Stored items from a collection
===
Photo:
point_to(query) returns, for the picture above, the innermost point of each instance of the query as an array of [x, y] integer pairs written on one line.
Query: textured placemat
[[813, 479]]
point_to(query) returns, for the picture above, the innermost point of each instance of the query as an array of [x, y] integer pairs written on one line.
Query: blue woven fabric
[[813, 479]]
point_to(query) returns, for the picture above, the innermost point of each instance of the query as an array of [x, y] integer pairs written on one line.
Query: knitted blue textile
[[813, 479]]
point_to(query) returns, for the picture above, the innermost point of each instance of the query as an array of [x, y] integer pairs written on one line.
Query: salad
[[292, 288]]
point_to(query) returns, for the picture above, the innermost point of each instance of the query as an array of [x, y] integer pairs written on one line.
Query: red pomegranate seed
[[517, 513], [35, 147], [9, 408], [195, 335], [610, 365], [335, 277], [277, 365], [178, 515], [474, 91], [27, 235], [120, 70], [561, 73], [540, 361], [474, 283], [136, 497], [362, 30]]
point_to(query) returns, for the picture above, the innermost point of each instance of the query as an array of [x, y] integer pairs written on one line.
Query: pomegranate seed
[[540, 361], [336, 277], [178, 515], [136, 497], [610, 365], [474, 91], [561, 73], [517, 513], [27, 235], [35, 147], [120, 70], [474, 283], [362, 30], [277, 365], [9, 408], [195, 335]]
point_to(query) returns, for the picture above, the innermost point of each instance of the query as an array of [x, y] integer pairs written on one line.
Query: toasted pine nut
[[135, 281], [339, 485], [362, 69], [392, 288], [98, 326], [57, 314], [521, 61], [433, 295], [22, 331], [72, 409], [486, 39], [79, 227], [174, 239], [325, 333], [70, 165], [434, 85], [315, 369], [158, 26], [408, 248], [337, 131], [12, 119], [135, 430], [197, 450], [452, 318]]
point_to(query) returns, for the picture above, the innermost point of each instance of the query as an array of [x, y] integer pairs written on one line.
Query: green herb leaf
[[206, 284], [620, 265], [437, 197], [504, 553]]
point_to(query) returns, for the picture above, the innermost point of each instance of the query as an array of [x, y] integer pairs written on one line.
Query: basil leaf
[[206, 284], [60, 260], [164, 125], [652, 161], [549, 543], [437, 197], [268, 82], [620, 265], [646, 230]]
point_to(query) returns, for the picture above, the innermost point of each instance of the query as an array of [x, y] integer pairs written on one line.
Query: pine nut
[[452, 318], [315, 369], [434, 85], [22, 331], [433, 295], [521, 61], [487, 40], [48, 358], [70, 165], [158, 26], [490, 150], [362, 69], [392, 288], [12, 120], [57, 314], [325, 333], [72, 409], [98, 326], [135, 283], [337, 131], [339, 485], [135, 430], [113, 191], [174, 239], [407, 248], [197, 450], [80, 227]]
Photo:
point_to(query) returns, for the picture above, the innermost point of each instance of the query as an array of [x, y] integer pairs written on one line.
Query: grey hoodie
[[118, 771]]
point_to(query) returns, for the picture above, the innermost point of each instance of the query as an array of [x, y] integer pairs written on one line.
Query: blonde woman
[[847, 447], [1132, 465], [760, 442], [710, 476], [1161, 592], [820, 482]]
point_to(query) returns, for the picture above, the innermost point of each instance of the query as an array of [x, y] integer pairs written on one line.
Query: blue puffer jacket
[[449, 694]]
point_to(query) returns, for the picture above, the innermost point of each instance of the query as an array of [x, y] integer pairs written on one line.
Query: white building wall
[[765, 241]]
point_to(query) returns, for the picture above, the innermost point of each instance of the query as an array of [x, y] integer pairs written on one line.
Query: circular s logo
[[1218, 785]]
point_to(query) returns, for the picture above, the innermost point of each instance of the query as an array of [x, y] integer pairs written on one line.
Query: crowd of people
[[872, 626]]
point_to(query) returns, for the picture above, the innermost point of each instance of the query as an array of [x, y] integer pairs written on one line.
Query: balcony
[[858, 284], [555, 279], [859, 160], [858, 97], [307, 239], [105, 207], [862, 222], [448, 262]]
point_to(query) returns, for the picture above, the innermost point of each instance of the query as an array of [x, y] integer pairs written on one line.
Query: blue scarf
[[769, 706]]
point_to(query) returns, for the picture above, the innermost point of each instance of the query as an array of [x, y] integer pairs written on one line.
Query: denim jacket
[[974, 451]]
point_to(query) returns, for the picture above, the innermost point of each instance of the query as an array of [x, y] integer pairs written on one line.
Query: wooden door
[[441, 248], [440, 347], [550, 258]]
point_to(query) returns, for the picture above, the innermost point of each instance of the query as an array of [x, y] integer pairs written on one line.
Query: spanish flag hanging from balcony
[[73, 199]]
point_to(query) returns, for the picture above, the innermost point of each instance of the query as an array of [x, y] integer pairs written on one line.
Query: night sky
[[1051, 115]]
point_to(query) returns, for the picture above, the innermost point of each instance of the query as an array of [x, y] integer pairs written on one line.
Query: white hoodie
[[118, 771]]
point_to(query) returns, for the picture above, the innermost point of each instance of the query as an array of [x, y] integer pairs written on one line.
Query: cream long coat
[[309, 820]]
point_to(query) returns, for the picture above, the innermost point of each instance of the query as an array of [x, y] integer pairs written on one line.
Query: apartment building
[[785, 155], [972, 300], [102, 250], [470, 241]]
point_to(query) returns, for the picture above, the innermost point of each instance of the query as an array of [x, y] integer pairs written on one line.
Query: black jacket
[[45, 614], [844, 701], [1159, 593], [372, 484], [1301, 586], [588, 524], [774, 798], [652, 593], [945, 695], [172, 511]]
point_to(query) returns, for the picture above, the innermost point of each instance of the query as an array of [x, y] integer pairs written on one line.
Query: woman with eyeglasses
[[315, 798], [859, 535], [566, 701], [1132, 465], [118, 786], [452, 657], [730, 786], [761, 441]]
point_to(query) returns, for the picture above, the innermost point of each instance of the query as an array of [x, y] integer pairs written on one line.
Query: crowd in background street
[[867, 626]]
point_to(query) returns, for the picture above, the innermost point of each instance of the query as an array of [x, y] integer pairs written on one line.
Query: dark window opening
===
What is asked
Print all of the entries exactly as they are written.

Expected answer
Photo:
point_to(query) returns, for the picture above, the innermost point of each instance of the query as an array of [x, y] integer pairs written on one line.
Query: textured placemat
[[813, 479]]
point_to(query) returns, for the picture above, the innermost point of each instance of the query as an array of [x, y] integer pairs written on one line.
Query: blue woven fabric
[[813, 479]]
point_to(query) returns, for the picture above, the innermost point of each instance of the query as an array of [x, y] integer pairs written on one line.
Query: knitted blue textile
[[813, 479]]
point_to(query) returns, for the picture above, the innermost point of each instance of the query as an array of [x, y] integer pairs written on one line.
Query: salad
[[292, 288]]
point_to(query) returns, for the picture above, the innermost point of each instance of the query as an array of [x, y] integer pairs written on one line.
Query: red pomegranate seed
[[517, 513], [35, 147], [9, 408], [195, 335], [610, 365], [335, 277], [277, 365], [178, 515], [474, 91], [27, 235], [120, 70], [561, 73], [540, 361], [474, 283], [136, 497], [362, 30]]
point_to(query) returns, for the picture above, the innermost point of each instance of the query as an array of [x, y] integer pairs written on one line.
Query: pomegranate seed
[[540, 361], [336, 277], [178, 515], [136, 497], [610, 365], [474, 91], [561, 73], [517, 513], [27, 235], [35, 147], [120, 70], [474, 283], [362, 30], [277, 365], [9, 408], [195, 335]]
point_to(query) returns, for the picture above, the innermost point of each instance of the query as an array of [x, y] integer pairs written on one line.
Query: toasted pine nut
[[135, 281], [339, 485], [362, 69], [392, 288], [98, 326], [57, 314], [521, 61], [433, 295], [22, 331], [72, 409], [486, 39], [79, 227], [174, 239], [325, 333], [70, 165], [434, 85], [315, 369], [158, 26], [408, 248], [337, 131], [12, 119], [135, 430], [197, 450], [452, 318]]
point_to(query) returns, for the picture above, the innermost point of each instance of the query as an array of [x, y] integer pairs written on one line.
Query: green herb leaf
[[206, 284], [620, 265], [437, 197], [504, 553]]
point_to(query) returns, for the picture above, the innermost point of each instance of the query as an array of [x, y] integer pairs written on one line.
Query: basil leaf
[[206, 284], [60, 260], [164, 125], [652, 161], [549, 543], [437, 197], [268, 82], [620, 265], [646, 230]]
point_to(query) returns, for the picture above, the innermost point of each instance of the query as an array of [x, y] integer pairs written on one line.
Query: pine nut
[[452, 318], [315, 369], [434, 85], [22, 331], [433, 295], [521, 61], [487, 40], [48, 358], [70, 165], [158, 26], [490, 150], [362, 69], [392, 288], [12, 120], [57, 314], [325, 333], [72, 409], [98, 326], [135, 283], [337, 131], [339, 485], [135, 430], [113, 191], [174, 239], [407, 248], [197, 450], [80, 227]]
Photo:
point_to(query) returns, for the picture above, the innermost point of each instance of the query as an array of [x, y] integer pairs written on one line.
Query: grey hoodie
[[118, 771]]
point_to(query) returns, for the picture above, the innermost point of each instance of the query as an array of [x, y] integer pairs written on one line.
Query: blonde woman
[[847, 447], [1132, 465], [760, 442], [710, 476], [1161, 592], [820, 482]]
point_to(query) returns, for the picture above, the innermost point of each instance of the query as an array of [x, y] integer pairs written on one line.
Query: blue puffer jacket
[[449, 694]]
point_to(query) returns, for the picture above, the innermost point of each instance of the query as an array of [x, y] integer pairs written on one line.
Query: white building wall
[[765, 241]]
point_to(query) returns, for the picture above, the innermost point of each instance of the query as an array of [x, y] integer pairs written on one line.
Query: circular s logo
[[1218, 785]]
point_to(query) returns, for the picture above, the innermost point of each instance of the query as an array of [x, y] integer pairs written on one line.
Query: crowd of people
[[872, 626]]
point_to(query) returns, for the picture above, the innermost point of each instance of the query as an array of [x, y] integer pairs written on one line.
Query: balcony
[[858, 284], [555, 279], [859, 160], [858, 97], [307, 239], [105, 207], [862, 222], [448, 262]]
point_to(query) returns, for the picture above, the innermost point of each instance of the query as an array of [x, y] integer pairs written on one line.
Query: blue scarf
[[769, 706]]
point_to(query) returns, for the picture above, the innermost point of each instance of the query as an array of [x, y] integer pairs written on one line.
Query: denim jacket
[[974, 451]]
point_to(query) returns, for the picture above, the innermost point of each instance of the query as an array of [x, y] integer pairs written on one line.
Query: wooden door
[[441, 248], [440, 347], [550, 258]]
point_to(query) returns, for the picture above, the innermost point of each instance of the query as an array of [x, y] integer pairs written on one line.
Query: spanish flag hanging from balcony
[[73, 199]]
point_to(query) returns, for the picture above, the innermost point of each instance of the query as an array of [x, y] integer pairs written on one line.
Query: night sky
[[1051, 115]]
point_to(query) returns, for the picture above, the innermost point of each instance of the query as an array of [x, y] integer pairs written on one line.
Query: white hoodie
[[118, 771]]
point_to(query) returns, for the picture above, the innermost point of each instance of the query as an array of [x, y] integer pairs written on one line.
Query: cream long coat
[[309, 820]]
point_to(query) returns, for the picture above, the innermost point of each instance of the query as an array of [x, y] integer pairs written on one line.
Query: apartment building
[[785, 155], [972, 300], [102, 250], [470, 241]]
point_to(query) returns, for the picture above, the innermost point of each instance of the query as an array of [x, y] integer pairs written on one line.
Query: black jacket
[[45, 614], [844, 701], [1159, 593], [372, 484], [1301, 586], [588, 524], [774, 798], [652, 593], [945, 695], [172, 511]]
point_to(query) returns, for the picture above, the innermost point of each instance of the query as an array of [x, y] integer pairs written on one line.
Query: woman with eyeglasses
[[315, 798], [859, 535], [566, 701], [1132, 465], [118, 786], [452, 657], [730, 786], [761, 441]]
point_to(query) returns, for the picture above, the innermost point of each instance of the query as an array of [x, y] integer pairs written on one line.
Query: crowd in background street
[[867, 626]]
point_to(query) returns, for the picture above, the innermost point of each instance of the query as an array of [x, y] integer pairs written on one line.
Query: dark window opening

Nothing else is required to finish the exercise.